== TEXT PASSAGE
RAPIDS 2018

Having for the last year incessantly worried about the day when someone asks how we achieved a certain model metric, and not being able to answer or even replicate the result, I found the subject of Reproducibility and Provenance in Data Science mini-conference – RAPIDS in short – much to my interest. The solutions to the provenance tracking and reproducibility problem I came up with so far were hand-cranked and built on top of tools whose selection was influenced more by my personal preferences than the prevailing industry practices. As a result, I looked forward to learning what the fellow data scientists in the broader community do.

Many of the speakers, independently, came to the conclusion that as far as machine learning model reproducibility is concerned, the three types of artifacts that need to be tracked and versioned are

  1. the code,
  2. the data, and
  3. the environment, meaning the configuration of the machine and all libraries used to train the model.

There was also general consensus on the tools of choice for each of the three: Git for code, AWS S3 for data, Docker for environment. There are caveats with these: while everyone seemed happy with Docker, it was acknowledged that the Git workflow might not be well suited to fast iterations in a notebook (would we commit after every parameter change?), not to mention the infamous git command line user experience. As far as Amazon S3 is concerned, while it offers versioning, that is a fairly low-level feature and requires some abstraction layer for convenient use.

This is where dedicated data science workflow software comes in. The admission to the conference being free, one could expect it to be a showcase for some such product. Indeed, RAPIDS 2018 was put together by Dotmesh, vendor of an upcoming product called Dotscience, which coordinates Docker, Git and S3 to deliver a data, code, environment, model and performance tracking system. In its current form the system spins up a Docker container running Jupyter notebook, and tracks metadata about inputs and outputs of each notebook by the way of specially formatted cell output, for example:

DOTSCIENCE_INPUTS=["combined-houses"]
DOTSCIENCE_OUTPUTS=["model"]
DOTSCIENCE_LABELS={"model_type": "linear_regression"}

This is then parsed to build the provenance graph of data and models and to record experiments and their results. The provenance graph can be viewed in the web UI of Dotscience, and looks like this:

While the demonstrations of Dotscience relied on Jupyter, the relevant API can be invoked explicitly from scripts, if required. In fairness to the organisers, the demonstration and workshop on Dotscience did not take too much of the conference time, with the majority of the talks and workshops dedicated to general practices and more fundamental tools, such as Docker and Git.
====
== GIVEN ENTRIES
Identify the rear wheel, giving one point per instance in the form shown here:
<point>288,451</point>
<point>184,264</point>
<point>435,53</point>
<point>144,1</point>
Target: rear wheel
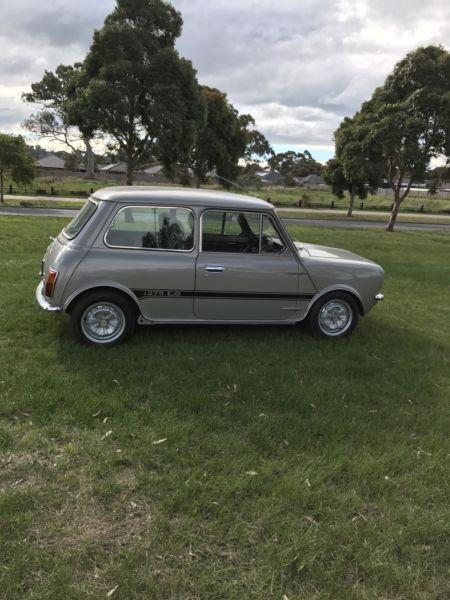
<point>334,315</point>
<point>103,319</point>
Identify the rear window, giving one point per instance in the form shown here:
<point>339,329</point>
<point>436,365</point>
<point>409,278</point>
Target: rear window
<point>78,222</point>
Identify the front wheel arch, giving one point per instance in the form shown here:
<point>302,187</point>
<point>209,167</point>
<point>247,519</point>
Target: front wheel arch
<point>351,293</point>
<point>104,289</point>
<point>353,309</point>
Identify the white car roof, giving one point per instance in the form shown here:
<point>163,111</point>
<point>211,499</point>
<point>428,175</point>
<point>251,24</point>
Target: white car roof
<point>181,196</point>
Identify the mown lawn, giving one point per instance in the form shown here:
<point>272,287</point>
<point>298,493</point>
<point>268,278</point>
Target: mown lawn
<point>228,463</point>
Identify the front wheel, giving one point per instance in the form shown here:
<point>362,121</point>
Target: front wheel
<point>103,319</point>
<point>334,315</point>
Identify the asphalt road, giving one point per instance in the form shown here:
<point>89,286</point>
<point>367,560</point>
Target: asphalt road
<point>330,223</point>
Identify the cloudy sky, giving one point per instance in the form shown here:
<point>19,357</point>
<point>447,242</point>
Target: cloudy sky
<point>298,66</point>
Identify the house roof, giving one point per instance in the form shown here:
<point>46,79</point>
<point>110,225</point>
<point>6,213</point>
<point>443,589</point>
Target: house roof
<point>115,168</point>
<point>268,175</point>
<point>313,179</point>
<point>156,170</point>
<point>51,162</point>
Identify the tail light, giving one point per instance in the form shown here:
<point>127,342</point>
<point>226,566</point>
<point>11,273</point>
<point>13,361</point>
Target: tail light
<point>52,276</point>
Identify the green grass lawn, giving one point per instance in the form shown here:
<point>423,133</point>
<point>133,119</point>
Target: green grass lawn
<point>228,462</point>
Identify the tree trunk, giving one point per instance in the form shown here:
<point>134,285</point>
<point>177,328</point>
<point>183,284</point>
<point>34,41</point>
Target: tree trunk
<point>394,212</point>
<point>130,169</point>
<point>90,159</point>
<point>350,205</point>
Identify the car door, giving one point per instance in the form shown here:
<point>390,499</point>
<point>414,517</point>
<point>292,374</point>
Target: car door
<point>245,270</point>
<point>150,250</point>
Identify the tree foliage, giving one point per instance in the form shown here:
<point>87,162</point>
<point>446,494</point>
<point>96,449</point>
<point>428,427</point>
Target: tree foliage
<point>55,93</point>
<point>295,164</point>
<point>15,160</point>
<point>407,121</point>
<point>225,138</point>
<point>355,169</point>
<point>137,88</point>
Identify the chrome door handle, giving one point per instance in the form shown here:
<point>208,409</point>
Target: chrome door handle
<point>214,268</point>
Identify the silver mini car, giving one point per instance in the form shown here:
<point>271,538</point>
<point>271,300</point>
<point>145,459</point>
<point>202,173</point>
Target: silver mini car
<point>152,255</point>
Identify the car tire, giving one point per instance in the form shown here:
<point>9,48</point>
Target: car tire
<point>103,318</point>
<point>334,315</point>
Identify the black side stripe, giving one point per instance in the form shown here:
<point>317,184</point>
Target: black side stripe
<point>141,294</point>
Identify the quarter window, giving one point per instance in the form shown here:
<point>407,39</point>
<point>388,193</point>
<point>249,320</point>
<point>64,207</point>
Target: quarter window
<point>240,232</point>
<point>82,218</point>
<point>271,242</point>
<point>152,227</point>
<point>230,232</point>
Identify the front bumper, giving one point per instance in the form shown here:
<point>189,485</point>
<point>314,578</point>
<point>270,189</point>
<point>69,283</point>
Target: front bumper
<point>42,300</point>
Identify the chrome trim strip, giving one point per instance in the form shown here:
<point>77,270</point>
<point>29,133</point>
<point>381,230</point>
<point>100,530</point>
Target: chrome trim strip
<point>43,303</point>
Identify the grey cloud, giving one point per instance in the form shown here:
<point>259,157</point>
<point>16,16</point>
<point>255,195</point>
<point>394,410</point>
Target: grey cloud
<point>299,66</point>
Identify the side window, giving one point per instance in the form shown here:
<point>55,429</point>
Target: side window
<point>225,231</point>
<point>271,242</point>
<point>152,227</point>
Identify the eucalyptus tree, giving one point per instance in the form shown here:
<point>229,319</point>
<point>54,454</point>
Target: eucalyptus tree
<point>54,94</point>
<point>137,88</point>
<point>225,139</point>
<point>356,169</point>
<point>406,123</point>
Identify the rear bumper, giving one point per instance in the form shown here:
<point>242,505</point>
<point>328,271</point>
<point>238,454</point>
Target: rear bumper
<point>43,302</point>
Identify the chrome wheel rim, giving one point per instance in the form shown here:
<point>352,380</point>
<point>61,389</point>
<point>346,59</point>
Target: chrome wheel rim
====
§ THINGS TO DO:
**a.** In the RAPIDS 2018 conference write-up, which tool did the speakers generally agree on for tracking data?
**b.** Write the next paragraph of the RAPIDS 2018 conference write-up, following on from its last sentence.

§ REPLIES:
**a.** AWS S3

**b.**
A data scientist/devops engineer duo from Headstart recruitment company described the continuous model deployment setup they use. It involves automated training of the model in Circle CI, in a Docker container built based to the specification stored alongside the code in Git repository. Model metrics are then captured and compared with the production model, and if the results are satisfactory, a production Docker image is built, load-tested and deployed to production. The container exposes the model via simple Flask-based web API. That last solution was something I have heard proposed as a model deployment architecture that allows for mixing, for example, a JVM-based application with a Python-based model runtime environment. I have not been a fan, due to concerns about ownership and testing of the HTTP service code, but with data science and devops/software engineering working closely, it might be a convenient deployment model.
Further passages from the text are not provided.